Directive
In the entries below, can you change "bare shoulder" to "exposed shoulder" and write every line back out with nothing else altered? Leave out the pictures.

# START OF Material

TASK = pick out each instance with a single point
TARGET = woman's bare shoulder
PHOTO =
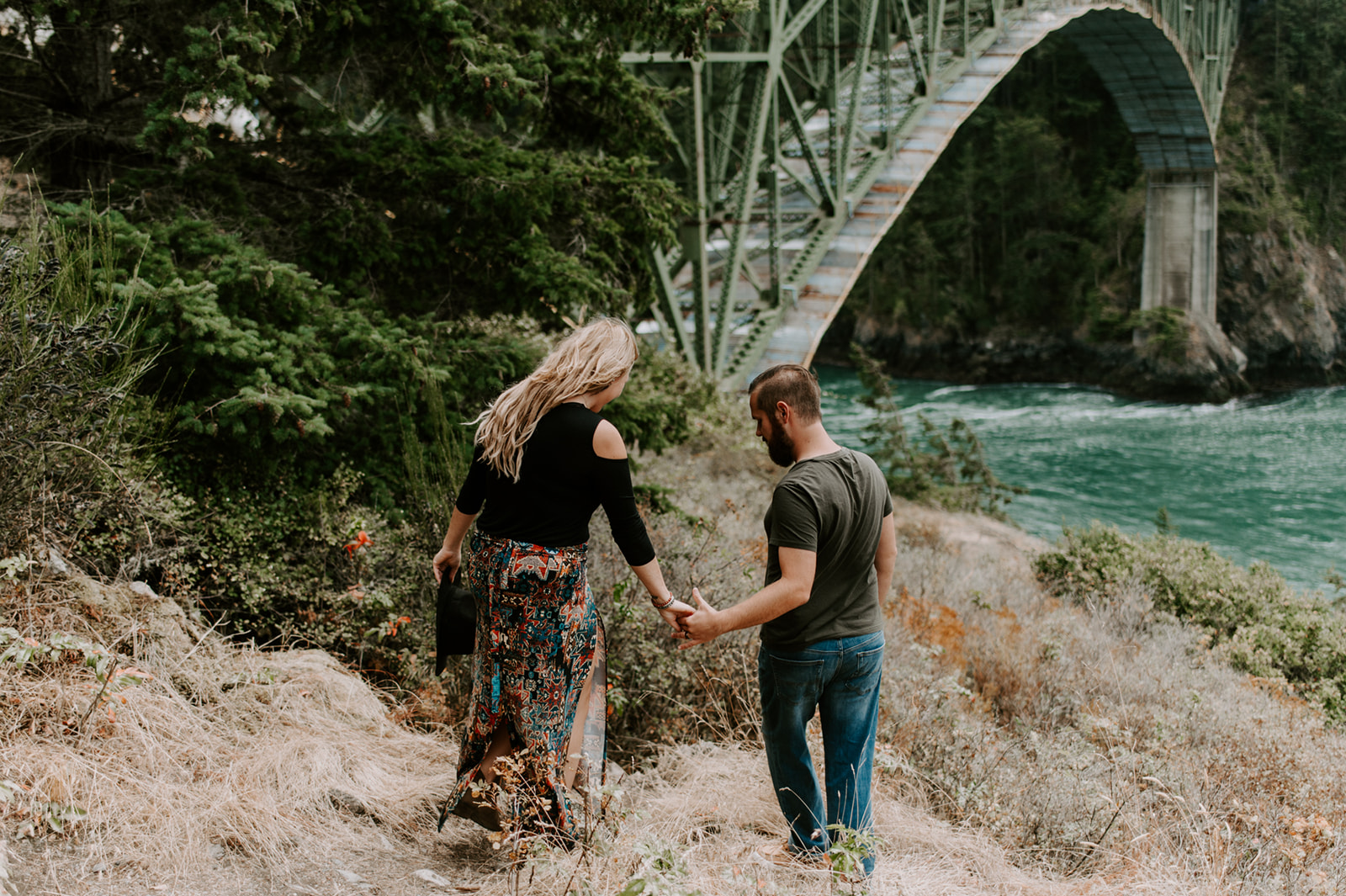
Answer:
(607, 442)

# END OF Material

Reply to the task
TASK = pick out each instance with a single point
TARGET = woman's exposed shoulder
PHOTO =
Answer:
(607, 442)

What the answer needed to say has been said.